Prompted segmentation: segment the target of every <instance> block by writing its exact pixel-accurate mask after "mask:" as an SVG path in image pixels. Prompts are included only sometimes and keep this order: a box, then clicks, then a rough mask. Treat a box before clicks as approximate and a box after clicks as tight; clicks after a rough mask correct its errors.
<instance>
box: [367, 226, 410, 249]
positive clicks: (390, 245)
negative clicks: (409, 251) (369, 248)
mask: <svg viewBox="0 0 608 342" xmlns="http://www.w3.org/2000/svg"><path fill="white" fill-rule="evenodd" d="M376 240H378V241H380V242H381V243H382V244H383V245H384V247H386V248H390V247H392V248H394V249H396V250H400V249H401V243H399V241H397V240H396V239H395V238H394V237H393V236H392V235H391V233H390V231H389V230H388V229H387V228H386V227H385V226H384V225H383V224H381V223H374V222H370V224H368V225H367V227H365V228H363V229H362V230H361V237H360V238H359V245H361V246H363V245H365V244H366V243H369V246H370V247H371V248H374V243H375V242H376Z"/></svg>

^^^^^^^^^^^^^^^^

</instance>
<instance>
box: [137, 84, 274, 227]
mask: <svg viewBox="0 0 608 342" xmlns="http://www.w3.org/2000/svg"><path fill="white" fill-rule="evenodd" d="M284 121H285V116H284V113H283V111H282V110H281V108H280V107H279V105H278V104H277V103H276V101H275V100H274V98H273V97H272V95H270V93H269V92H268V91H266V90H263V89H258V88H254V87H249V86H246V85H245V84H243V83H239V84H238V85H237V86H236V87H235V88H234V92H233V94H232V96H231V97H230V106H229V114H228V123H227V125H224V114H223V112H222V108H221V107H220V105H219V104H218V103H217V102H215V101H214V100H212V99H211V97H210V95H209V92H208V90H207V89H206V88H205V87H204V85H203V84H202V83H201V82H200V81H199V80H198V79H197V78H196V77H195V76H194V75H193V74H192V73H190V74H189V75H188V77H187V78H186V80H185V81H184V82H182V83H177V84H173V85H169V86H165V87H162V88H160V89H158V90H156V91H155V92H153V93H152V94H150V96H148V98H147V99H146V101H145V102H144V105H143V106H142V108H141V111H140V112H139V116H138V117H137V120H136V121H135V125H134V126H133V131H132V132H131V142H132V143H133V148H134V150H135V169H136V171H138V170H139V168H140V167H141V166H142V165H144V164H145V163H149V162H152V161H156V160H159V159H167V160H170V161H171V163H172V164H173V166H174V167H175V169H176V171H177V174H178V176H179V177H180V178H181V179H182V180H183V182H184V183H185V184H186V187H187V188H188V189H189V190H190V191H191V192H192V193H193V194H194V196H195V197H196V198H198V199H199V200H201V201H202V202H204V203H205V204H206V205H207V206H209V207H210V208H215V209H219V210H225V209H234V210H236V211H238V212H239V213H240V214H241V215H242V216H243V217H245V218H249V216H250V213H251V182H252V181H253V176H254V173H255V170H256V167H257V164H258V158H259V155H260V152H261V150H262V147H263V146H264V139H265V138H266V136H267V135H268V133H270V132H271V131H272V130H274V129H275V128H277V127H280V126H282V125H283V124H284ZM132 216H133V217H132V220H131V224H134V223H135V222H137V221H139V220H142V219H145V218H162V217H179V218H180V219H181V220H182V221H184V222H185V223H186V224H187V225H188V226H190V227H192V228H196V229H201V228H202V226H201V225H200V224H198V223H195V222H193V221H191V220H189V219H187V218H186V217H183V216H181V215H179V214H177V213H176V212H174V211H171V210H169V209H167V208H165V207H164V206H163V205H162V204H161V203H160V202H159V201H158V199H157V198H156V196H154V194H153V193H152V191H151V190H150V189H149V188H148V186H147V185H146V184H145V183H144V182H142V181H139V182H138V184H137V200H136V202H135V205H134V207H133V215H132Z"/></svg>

^^^^^^^^^^^^^^^^

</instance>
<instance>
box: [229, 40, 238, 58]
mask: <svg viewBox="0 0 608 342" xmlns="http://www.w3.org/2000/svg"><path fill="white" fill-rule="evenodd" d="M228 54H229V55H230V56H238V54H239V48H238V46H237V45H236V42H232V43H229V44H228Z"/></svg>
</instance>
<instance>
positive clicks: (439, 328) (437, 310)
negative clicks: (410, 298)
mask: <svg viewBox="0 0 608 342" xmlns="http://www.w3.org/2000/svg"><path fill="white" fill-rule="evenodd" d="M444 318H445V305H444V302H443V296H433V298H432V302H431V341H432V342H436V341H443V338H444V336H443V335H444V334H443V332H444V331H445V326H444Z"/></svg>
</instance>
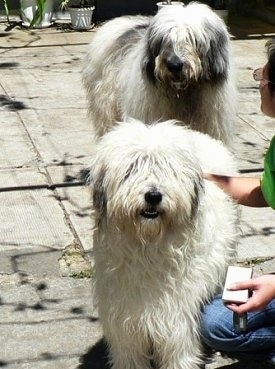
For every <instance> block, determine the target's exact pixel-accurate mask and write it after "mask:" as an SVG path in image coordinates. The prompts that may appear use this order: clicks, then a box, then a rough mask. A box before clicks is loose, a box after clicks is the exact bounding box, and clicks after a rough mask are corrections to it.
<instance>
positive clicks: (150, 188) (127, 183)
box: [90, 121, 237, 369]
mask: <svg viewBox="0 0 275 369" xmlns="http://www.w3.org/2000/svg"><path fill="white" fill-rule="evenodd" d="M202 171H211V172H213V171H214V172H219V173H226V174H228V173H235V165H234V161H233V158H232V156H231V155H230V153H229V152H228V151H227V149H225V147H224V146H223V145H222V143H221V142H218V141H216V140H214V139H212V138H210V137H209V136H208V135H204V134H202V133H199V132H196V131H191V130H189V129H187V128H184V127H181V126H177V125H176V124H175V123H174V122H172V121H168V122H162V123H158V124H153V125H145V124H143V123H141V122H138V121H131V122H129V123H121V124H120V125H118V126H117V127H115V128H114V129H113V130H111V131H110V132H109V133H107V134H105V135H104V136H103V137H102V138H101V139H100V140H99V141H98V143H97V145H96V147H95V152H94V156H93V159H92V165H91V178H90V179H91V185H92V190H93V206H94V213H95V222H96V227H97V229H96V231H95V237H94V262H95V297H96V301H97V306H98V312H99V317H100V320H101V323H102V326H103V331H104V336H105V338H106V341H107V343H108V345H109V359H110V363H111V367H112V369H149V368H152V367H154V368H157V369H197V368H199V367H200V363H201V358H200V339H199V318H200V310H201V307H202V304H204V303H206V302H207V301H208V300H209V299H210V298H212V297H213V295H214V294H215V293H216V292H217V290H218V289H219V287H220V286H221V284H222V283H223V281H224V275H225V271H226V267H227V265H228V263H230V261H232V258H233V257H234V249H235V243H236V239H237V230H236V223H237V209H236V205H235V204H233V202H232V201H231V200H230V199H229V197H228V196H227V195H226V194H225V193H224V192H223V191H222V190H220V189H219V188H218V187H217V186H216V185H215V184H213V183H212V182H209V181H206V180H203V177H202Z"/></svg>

^^^^^^^^^^^^^^^^

• _BRIEF_
Copy out, character for character, the rows from the line containing "Prompted segmentation: segment" through the line containing "negative clicks: (409, 251) (369, 248)", including both of those lines.

• _YOUR RESPONSE_
Prompted segmentation: segment the target of every <instance> block by writing its exact pixel-accurate mask after "mask:" as an SVG path in image pixels. Prompts are included only sometimes and keep this order: a box, then clicks, then a rough mask. Treat a box before clicks as approximate and a box after clicks as tight; clicks after a rough mask correct its errors.
<instance>
box: [367, 226, 410, 249]
positive clicks: (390, 245)
negative clicks: (409, 251) (369, 248)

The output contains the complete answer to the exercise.